§ Task to complete
Only one portion of the data is to be written out: from the line bearing "Target: driver's red jacket" through the line bearing "Exercise. Find the building". Write it exactly as it appears.

======== Data ========

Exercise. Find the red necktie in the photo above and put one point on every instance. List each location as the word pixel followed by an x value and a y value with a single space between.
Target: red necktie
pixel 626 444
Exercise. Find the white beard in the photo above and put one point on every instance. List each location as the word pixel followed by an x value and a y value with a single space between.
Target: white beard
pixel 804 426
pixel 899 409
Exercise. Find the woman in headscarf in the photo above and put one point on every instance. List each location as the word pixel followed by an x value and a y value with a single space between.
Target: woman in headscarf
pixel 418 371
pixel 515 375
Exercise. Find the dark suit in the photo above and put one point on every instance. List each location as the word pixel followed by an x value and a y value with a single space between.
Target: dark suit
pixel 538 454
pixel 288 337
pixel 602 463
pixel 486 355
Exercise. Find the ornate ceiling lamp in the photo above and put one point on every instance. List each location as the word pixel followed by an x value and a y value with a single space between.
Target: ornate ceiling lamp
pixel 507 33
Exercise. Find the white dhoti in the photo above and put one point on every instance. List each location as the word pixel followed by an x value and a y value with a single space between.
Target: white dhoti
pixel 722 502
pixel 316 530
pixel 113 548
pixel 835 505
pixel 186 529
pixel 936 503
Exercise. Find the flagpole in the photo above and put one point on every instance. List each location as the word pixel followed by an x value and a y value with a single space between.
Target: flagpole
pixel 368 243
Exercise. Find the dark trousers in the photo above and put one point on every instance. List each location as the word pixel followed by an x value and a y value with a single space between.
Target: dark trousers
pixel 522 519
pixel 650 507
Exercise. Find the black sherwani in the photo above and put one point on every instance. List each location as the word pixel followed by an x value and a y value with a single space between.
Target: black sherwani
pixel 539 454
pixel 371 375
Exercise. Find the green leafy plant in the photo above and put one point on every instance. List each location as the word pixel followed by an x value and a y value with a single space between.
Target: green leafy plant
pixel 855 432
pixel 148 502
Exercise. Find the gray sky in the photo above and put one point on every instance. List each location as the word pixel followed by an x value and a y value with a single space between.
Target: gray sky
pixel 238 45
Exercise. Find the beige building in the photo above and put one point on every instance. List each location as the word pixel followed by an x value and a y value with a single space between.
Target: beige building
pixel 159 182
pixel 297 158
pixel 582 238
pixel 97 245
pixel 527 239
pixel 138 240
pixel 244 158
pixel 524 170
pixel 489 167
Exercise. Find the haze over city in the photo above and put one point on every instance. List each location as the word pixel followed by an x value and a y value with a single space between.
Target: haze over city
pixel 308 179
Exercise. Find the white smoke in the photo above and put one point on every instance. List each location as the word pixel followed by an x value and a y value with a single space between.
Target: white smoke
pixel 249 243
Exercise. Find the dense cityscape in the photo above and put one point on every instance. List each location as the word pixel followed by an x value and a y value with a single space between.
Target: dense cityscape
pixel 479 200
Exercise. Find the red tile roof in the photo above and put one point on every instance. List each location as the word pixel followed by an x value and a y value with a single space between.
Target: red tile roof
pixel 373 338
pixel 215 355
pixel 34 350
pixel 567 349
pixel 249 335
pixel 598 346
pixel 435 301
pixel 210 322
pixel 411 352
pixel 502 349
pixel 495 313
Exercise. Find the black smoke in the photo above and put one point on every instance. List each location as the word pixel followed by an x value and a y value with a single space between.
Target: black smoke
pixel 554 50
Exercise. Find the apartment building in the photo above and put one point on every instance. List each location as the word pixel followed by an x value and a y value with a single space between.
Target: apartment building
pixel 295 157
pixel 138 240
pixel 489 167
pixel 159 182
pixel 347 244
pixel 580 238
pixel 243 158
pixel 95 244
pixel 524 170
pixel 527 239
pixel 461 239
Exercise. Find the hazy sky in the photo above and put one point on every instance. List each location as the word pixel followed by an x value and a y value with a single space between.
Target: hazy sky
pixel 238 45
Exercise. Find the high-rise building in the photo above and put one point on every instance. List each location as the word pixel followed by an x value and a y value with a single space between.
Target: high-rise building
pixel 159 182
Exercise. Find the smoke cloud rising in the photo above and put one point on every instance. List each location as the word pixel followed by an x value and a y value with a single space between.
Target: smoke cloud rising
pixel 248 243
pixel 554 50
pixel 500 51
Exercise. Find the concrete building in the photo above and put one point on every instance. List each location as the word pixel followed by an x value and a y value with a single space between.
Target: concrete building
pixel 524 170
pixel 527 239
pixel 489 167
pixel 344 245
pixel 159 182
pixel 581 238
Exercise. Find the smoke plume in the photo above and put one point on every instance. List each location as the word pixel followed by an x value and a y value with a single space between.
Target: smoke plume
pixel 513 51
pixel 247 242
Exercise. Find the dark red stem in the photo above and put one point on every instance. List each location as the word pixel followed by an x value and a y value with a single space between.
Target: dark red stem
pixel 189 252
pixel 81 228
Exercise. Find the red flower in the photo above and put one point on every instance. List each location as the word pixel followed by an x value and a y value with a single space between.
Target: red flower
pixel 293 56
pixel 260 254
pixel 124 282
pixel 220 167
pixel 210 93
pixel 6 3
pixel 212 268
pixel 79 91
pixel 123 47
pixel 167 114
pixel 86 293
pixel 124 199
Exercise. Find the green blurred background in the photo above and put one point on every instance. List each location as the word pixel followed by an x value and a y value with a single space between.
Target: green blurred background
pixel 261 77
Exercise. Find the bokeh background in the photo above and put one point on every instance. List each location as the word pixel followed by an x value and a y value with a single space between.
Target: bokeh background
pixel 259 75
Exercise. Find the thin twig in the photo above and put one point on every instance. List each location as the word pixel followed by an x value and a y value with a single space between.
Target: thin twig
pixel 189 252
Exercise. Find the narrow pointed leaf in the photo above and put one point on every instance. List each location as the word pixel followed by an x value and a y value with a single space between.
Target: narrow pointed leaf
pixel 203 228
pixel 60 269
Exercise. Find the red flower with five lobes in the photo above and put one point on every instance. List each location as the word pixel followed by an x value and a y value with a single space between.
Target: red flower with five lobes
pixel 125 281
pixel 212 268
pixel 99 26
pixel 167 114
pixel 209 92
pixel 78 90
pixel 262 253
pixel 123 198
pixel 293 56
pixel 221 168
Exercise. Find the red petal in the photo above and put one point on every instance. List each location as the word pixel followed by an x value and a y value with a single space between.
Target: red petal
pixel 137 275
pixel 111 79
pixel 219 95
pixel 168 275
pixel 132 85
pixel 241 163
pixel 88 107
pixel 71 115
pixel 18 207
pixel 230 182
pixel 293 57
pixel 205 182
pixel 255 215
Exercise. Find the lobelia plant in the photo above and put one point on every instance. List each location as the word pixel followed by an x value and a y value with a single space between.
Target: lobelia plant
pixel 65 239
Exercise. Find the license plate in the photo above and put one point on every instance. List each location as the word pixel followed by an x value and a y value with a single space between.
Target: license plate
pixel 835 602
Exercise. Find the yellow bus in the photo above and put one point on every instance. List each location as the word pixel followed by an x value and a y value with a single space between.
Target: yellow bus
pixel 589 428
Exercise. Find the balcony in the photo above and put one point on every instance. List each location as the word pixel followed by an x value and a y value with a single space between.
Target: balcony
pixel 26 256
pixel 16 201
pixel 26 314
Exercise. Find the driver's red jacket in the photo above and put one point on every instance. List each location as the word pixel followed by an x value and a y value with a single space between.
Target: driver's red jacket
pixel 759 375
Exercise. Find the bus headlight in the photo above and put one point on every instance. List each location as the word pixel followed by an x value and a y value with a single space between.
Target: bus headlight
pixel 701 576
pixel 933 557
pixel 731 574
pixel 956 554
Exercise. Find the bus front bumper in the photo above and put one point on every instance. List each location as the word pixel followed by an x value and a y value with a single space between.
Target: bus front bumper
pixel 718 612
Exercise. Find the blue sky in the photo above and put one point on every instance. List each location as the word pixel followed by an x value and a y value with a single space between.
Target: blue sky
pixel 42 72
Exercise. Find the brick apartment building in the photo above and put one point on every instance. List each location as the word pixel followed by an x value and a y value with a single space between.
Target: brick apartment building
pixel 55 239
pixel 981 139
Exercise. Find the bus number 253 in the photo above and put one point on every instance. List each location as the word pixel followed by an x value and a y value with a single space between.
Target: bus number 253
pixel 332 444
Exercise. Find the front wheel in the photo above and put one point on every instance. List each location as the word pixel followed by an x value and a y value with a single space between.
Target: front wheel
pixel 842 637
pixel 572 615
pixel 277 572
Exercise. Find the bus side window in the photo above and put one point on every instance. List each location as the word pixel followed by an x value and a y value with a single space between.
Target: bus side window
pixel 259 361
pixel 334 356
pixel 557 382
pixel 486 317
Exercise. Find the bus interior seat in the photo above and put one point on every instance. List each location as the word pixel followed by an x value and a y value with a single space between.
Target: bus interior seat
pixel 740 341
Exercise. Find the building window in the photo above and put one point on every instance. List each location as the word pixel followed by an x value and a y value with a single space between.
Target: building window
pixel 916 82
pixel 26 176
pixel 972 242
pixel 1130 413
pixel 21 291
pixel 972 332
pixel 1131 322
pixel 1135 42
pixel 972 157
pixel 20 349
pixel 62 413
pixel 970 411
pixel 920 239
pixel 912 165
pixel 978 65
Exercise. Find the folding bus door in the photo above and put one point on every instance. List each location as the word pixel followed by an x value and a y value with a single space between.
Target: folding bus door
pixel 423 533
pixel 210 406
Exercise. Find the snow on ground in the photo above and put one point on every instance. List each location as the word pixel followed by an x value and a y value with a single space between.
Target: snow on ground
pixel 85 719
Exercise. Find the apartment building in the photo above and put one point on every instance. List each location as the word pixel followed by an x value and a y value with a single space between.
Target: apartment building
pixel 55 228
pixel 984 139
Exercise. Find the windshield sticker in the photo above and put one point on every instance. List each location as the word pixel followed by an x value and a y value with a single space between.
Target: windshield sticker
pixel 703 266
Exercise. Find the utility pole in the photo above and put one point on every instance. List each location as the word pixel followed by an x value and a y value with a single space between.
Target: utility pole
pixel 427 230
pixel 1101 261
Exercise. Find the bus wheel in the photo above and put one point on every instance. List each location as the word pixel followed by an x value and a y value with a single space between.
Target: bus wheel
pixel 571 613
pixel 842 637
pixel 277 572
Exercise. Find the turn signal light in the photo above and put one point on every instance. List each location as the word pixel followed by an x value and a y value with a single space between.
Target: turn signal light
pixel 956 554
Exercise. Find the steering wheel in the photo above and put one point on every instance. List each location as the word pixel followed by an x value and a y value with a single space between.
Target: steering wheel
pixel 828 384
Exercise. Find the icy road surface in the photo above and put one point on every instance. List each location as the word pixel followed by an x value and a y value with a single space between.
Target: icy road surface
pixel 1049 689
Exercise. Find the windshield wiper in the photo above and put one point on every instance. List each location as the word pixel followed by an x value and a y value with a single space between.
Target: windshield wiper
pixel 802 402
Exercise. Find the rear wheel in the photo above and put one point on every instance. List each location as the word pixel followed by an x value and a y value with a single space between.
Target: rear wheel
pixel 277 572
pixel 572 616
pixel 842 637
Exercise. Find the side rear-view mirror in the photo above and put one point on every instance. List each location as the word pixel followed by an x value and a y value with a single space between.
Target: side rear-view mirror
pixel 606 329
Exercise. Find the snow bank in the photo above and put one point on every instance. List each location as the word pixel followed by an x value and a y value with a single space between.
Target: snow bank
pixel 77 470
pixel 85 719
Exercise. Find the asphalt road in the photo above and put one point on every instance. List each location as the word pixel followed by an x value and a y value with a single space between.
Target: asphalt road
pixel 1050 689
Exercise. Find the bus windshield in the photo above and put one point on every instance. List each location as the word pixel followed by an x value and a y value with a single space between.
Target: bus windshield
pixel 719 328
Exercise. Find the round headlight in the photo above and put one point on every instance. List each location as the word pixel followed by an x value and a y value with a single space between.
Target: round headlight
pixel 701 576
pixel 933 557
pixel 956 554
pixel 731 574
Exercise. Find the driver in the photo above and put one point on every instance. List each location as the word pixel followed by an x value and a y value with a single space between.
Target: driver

========

§ Output for this task
Target: driver's red jacket
pixel 759 375
Exercise. Find the bus headlight in the photo above and put one point on every instance. List each location as the word pixel followed by an x value and a y value with a single space between.
Target: bus headlight
pixel 701 576
pixel 933 557
pixel 731 574
pixel 956 554
Exercise. Find the bus front bumper in the photo above and put one point on every instance. List each location as the word pixel followed by an x value and a y value with a single space between.
Target: bus front bumper
pixel 718 612
Exercise. Find the blue sky in the photo above and put one point on every instance. List each location as the word pixel followed by an x value and a y value with a single space between.
Target: blue sky
pixel 42 72
Exercise. Find the brick apartment building in the photo above and put one point on every instance. List each location as the word pixel followed by an x value and a y value with a single space between.
Target: brick apartment building
pixel 55 239
pixel 981 139
Exercise. Find the bus number 253 in the photo above and put one point on every instance. List each location as the word pixel followed by an x value and a y value with a single space between.
Target: bus number 253
pixel 332 444
Exercise. Find the front wheel in the photo above and put one point on every instance. List each location as the word pixel followed by an x value and a y value with a single space between.
Target: front wheel
pixel 842 637
pixel 572 615
pixel 277 572
Exercise. Find the bus side window in the photo above and put one point on every instance. List each location as the word pixel followed by an x value and a y value with a single space between.
Target: bus side window
pixel 259 361
pixel 334 356
pixel 557 382
pixel 486 317
Exercise. Find the bus interior seat in the photo above and put one point on every instance. List each location as the word pixel followed by an x value and a y value with a single space between.
Target: bus interior seat
pixel 740 341
Exercise. Find the building window in the photo above and put one point on every instance. List each location as the word pixel followed by an x value and a y value with a single space between.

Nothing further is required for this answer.